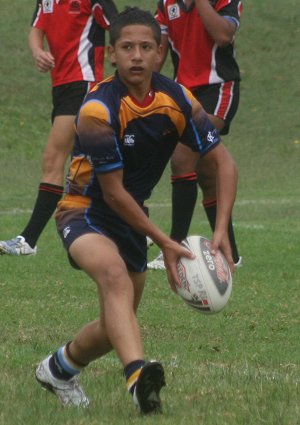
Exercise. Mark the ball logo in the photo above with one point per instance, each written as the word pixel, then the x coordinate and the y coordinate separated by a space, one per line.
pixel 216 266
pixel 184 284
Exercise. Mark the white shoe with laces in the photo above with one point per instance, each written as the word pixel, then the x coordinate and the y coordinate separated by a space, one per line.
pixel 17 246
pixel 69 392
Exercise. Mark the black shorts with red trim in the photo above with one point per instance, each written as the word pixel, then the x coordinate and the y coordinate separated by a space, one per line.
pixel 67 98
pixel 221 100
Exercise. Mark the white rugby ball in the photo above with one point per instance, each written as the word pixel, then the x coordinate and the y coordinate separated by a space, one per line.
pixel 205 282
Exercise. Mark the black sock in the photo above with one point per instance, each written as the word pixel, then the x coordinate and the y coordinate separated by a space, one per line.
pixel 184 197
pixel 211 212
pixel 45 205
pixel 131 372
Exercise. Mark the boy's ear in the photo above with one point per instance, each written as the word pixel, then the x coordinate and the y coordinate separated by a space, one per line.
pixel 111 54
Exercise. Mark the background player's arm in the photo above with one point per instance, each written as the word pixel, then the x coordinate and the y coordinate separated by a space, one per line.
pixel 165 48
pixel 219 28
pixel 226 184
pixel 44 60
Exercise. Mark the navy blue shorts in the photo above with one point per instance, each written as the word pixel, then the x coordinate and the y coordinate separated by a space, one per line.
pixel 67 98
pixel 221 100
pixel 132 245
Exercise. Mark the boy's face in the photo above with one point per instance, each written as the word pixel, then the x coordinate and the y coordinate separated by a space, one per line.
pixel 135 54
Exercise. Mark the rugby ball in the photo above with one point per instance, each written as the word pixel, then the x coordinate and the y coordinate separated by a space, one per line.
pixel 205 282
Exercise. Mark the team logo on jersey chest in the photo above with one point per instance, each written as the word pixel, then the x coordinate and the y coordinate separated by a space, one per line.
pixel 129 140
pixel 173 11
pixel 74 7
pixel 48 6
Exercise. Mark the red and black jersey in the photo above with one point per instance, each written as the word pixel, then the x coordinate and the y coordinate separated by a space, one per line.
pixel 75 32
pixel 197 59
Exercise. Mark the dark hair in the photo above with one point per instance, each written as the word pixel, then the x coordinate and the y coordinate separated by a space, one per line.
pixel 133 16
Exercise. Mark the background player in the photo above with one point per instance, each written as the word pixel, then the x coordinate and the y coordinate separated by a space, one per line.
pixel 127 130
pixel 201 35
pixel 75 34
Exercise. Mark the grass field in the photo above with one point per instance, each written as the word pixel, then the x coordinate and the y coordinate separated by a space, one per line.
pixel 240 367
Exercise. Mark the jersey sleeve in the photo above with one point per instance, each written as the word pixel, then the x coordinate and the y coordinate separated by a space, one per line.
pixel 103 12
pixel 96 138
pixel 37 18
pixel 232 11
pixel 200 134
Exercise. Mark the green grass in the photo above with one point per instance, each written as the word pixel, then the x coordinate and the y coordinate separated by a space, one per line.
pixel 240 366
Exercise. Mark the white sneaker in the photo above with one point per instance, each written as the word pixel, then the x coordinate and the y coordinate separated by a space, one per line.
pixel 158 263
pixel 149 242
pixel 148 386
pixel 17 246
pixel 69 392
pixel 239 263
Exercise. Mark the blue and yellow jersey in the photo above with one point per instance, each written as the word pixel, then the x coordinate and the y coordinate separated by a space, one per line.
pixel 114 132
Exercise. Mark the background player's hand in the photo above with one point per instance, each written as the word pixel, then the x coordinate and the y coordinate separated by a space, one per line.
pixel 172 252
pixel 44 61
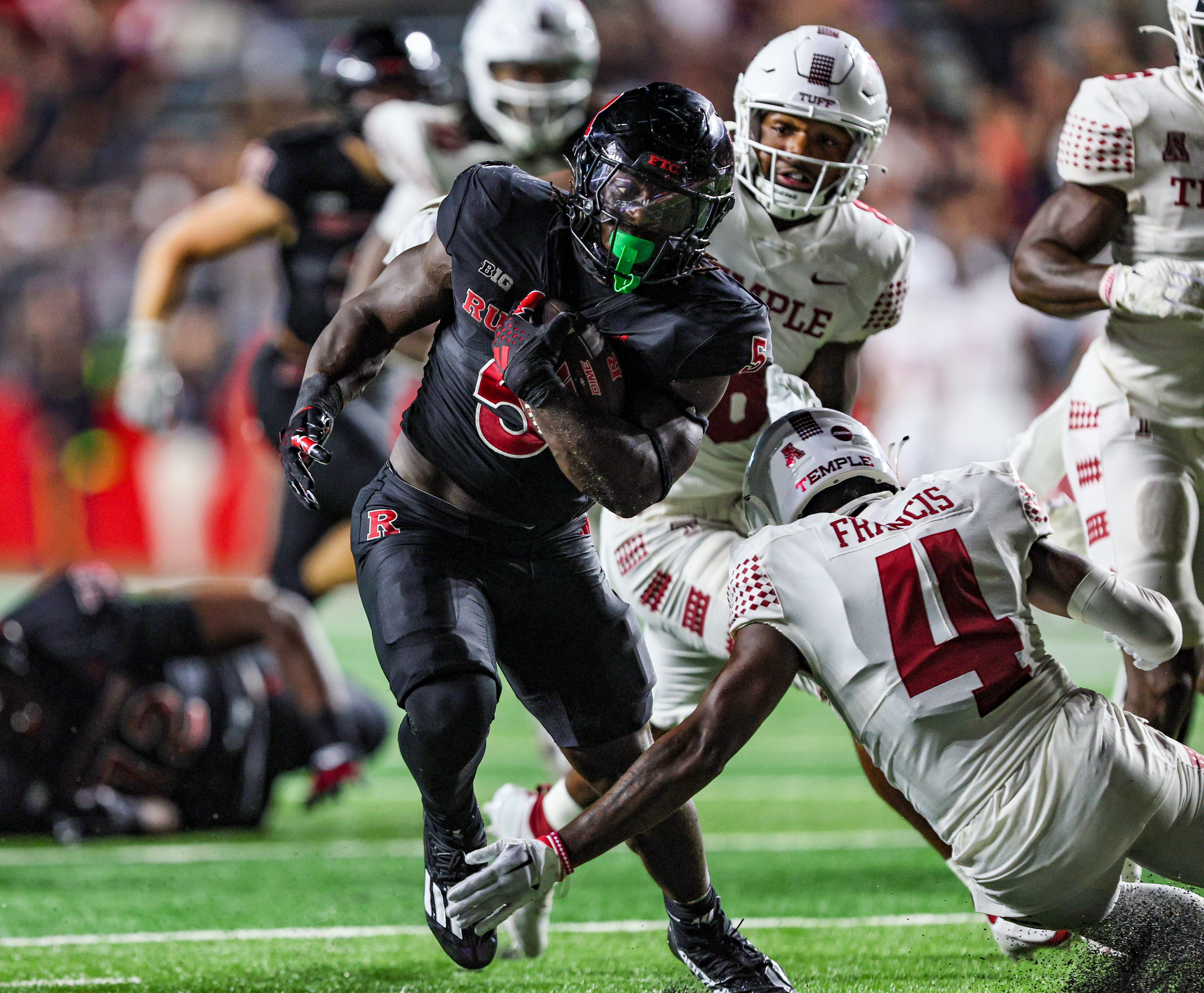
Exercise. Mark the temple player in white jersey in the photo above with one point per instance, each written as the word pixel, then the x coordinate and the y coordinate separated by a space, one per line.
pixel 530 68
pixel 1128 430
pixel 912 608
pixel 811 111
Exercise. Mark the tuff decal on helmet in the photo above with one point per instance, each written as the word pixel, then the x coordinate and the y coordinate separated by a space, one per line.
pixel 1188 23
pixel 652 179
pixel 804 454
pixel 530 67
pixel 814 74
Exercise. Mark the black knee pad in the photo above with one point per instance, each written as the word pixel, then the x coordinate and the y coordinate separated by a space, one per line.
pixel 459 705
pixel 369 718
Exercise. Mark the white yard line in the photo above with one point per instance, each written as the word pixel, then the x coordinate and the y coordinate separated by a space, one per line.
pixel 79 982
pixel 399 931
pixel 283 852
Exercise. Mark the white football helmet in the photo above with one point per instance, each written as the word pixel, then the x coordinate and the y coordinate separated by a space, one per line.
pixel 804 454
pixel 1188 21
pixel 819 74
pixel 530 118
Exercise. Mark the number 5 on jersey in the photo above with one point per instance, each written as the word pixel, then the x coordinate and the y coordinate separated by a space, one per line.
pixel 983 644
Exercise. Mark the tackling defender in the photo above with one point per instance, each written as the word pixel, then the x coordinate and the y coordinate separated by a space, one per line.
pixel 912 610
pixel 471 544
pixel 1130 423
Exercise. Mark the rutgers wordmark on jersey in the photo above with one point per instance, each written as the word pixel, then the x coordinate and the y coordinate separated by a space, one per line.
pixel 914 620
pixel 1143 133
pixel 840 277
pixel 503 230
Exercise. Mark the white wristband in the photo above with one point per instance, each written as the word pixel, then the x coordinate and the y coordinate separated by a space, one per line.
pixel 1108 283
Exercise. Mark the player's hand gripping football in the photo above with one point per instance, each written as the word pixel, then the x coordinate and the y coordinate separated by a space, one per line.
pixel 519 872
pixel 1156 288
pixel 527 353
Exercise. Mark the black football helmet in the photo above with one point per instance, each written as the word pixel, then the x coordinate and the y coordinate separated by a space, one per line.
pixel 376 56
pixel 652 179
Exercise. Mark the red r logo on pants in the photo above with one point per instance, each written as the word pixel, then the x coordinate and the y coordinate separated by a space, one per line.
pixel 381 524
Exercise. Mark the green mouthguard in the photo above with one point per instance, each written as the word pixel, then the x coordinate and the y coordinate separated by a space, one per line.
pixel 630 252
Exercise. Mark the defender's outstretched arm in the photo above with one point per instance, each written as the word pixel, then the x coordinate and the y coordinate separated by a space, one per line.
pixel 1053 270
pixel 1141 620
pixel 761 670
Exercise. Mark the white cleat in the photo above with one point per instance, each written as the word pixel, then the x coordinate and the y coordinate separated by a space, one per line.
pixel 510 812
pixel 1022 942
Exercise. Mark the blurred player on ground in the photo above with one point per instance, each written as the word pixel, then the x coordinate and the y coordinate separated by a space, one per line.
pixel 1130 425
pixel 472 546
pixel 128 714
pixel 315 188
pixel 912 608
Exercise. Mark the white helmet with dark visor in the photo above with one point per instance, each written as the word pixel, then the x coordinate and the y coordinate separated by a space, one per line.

= = =

▶ What to do: Every line above must appear in the answer unchanged, and no picture may appear in it.

▶ Exercise result:
Exercise. Mark the ball logo in the photo above with one point per instance, each written as the word pixel, then the x coordinate and the y coordinate separated by a space, one per line.
pixel 216 266
pixel 184 284
Exercise. Mark the white shoe with laces in the photo above with one point per instance, each written as the word pixel, then the x coordinate and the y coordinate separated by a space, one per line.
pixel 17 246
pixel 69 392
Exercise. Mark the black shorts with red trim in the photo above with one point per instance, each written as the word pixel, then the x coordinate and the y coordinate separated by a space, one per line.
pixel 67 98
pixel 221 100
Exercise. Mark the white rugby ball in the photo above with one point per instance, each written as the word pixel, then the x coordinate and the y coordinate separated by a space, one per line.
pixel 205 282
Exercise. Mark the black sock in the photo above with one point per instance, each written as the word pixel, then the x coordinate and the y coordinate separated by a space, one per line.
pixel 184 197
pixel 211 212
pixel 45 205
pixel 131 372
Exercise. Mark the boy's ear in the photo above with one point per instance, each written as the word pixel, then the x coordinate and the y coordinate separated by a space, one per line.
pixel 111 54
Exercise. Mark the background player's arm in the photo above with one point per instance, each written as the word pixel, then the x coordinate and the y coordinate separated by a space, one per line.
pixel 165 48
pixel 219 28
pixel 226 184
pixel 44 60
Exercise. Mark the navy blue shorts in the photo above with one point per instance, each written as the word pixel, then the x coordinate and the y coordinate separated by a space, one per line.
pixel 67 98
pixel 221 100
pixel 132 245
Exercise. Mark the boy's face in the photo above with one point per instance, each written as the word pixel, then the x coordinate and the y coordinate separated by a space, one per line.
pixel 135 54
Exercise. Mark the rugby ball in the photo above with one point per instance, each written as the word pixel, then the x coordinate and the y coordinate separated by a space, one per line.
pixel 205 282
Exercise. Mark the team logo on jersey chest in the photo above with one point per instance, each written as the word pixel, then the x coordinate and the y coordinate separated by a space, one per line.
pixel 129 140
pixel 173 11
pixel 74 7
pixel 48 6
Exercise. Mark the red and black jersey in the photo above with one point per instance, each written as the word pixel, then the x coordinate and the y coordinate separated by a space, one per line.
pixel 75 32
pixel 197 59
Exercise. Mark the dark hair in the photo above with one point per instance, each written as the word pixel, then the x coordinate and the y coordinate separated by a space, one per line.
pixel 133 16
Exercise. Mark the background player in the photo above with one point per instance, each written as the word pixel, then the x coordinate and the y coordinate separated by a space, one per line.
pixel 127 130
pixel 201 35
pixel 75 34
Exercise. Mark the grass field in the photo above with one point per instance, each written as the word pixel, then the x coordinate and the y coordinate separated by a space, one per line.
pixel 240 367
Exercise. Mark the jersey sleeve in the photo above with one point per instance, each written as the word pixel, then the x coordinate and the y coordinate separated by a space, one per line.
pixel 103 12
pixel 96 138
pixel 37 18
pixel 232 11
pixel 200 134
Exercise. Mark the green grass in the photo above with one point per instance, each written as the word pixel, then the x coordinate and the y coordinate separated by a space, one per line.
pixel 240 366
Exercise. Mark the white sneaker in the photo above with one point per instance, each written as the word pixel, then the x coordinate and the y coordinate separated by a space, one per line.
pixel 158 263
pixel 149 242
pixel 148 386
pixel 17 246
pixel 69 392
pixel 239 263
Exercise. Mark the blue and yellow jersey in the photo above with one point per instance, each written as the word pixel, then the x coordinate and the y coordinate separated by a space, one per line.
pixel 114 132
Exercise. Mark the background player's hand in the photo above with one point per instance, each written as the word pixel, then the x coordinate and the y coordinate separated by a space, one per line.
pixel 172 252
pixel 44 61
Exercise. Mark the temple player in white jersey in the photo above with one point per instance, each written as the word pixel, then the x coordinate and the y coordinate separated by a space, one per line.
pixel 530 68
pixel 1128 430
pixel 912 608
pixel 811 111
Exercise. Mark the tuff decal on helmet in the photo above with one point per instance, each written as the word pixel, then the x coordinate and the y coordinate separated by a space, one per line.
pixel 1188 23
pixel 652 179
pixel 804 454
pixel 530 67
pixel 814 74
Exercise. Mark the black knee pad in the photo above with one point per instance, each written as the word pixel, then the x coordinate and the y coordinate separated by a space, one per line.
pixel 459 705
pixel 369 718
Exercise. Mark the white yard line in the photo above with one point per instance, each written as the word pixel, then the x coordinate and the y coordinate separated by a space, one per line.
pixel 79 982
pixel 399 931
pixel 283 852
Exercise. Mark the white football helmet in the photo above with one point per instance, each written as the word pixel, then the x coordinate and the y coordinate separated by a space, one per line.
pixel 804 454
pixel 1188 21
pixel 819 74
pixel 530 118
Exercise. Mark the number 5 on jersey in the photo above with one point per instance, each written as the word pixel, then the x coordinate and the y coordinate separated by a space, one per line.
pixel 983 644
Exercise. Mark the tackling defender in the photo above with one point per instance, each written as the word pixel, then the x coordinate and the y coordinate separated by a space, one per line.
pixel 912 610
pixel 471 544
pixel 1130 423
Exercise. Mark the rutgers wordmark on jersey in the photo above with one point per instance, each written as the word pixel, then the x coordinate and the y coordinate separated by a space, one per line.
pixel 914 620
pixel 1143 133
pixel 840 277
pixel 503 230
Exercise. Mark the white wristband in the photo above with one point per instance, each written as the word pixel, then the x coordinate and the y coordinate separated by a space, one per line.
pixel 1108 283
Exercise. Mark the player's hand gripping football in the photo above with one point per instance, each written as the word pixel, then the x coordinate and the y coordinate separated by a space, one per line.
pixel 519 872
pixel 1156 288
pixel 527 353
Exercise. Mark the black football helmet in the photo above with one point per instance, each written as the word pixel, then the x coordinate and the y coordinate separated by a space, one per line.
pixel 376 56
pixel 652 179
Exercise. Mark the red r logo on pants in the photo above with one point per instance, each written as the word pixel, then the x coordinate and the y coordinate separated by a space, one per line.
pixel 381 524
Exercise. Mark the green mouthguard in the photo above with one point per instance, each written as the word pixel, then the x coordinate and the y coordinate separated by a space, one per line.
pixel 630 252
Exercise. Mark the defender's outstretched arm in the photo above with one point per instance, each written as the word pixel, then the x coordinate and the y coordinate separated by a space, one per line.
pixel 1053 270
pixel 1141 620
pixel 761 670
Exercise. Mark the white cleat in the photo above with one point per instance, each written as the word pixel, then the x coordinate and the y coordinate separated by a space, one per line.
pixel 510 812
pixel 1022 942
Exercise. Mark the blurred player on ground in the photo above with one point per instance, each written as the word pixel, then the x coordinate and the y coordinate separated by a space, one per line.
pixel 1130 425
pixel 472 546
pixel 128 714
pixel 315 188
pixel 912 608
Exercise. Mark the white helmet with dark visor in the photo above with one point per instance, each written as the word pixel, then the x coordinate and the y coordinate separated by a space, one per line.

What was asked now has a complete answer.